- _What the exercise asks_: Lay out every line of the listing below as a Markdown table with two columns, Number and Listing line, where Number counts the rows. Skip any blank lines.

begin Source material

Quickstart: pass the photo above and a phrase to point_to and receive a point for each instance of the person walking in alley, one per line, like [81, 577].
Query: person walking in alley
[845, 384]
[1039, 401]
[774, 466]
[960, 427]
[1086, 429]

end Source material

- _Final result_:
| Number | Listing line |
|---|---|
| 1 | Quickstart: pass the photo above and a phrase to point_to and receive a point for each instance of the person walking in alley, one per line, like [81, 577]. |
| 2 | Query: person walking in alley |
| 3 | [845, 384] |
| 4 | [1039, 401] |
| 5 | [774, 466] |
| 6 | [960, 427] |
| 7 | [1086, 429] |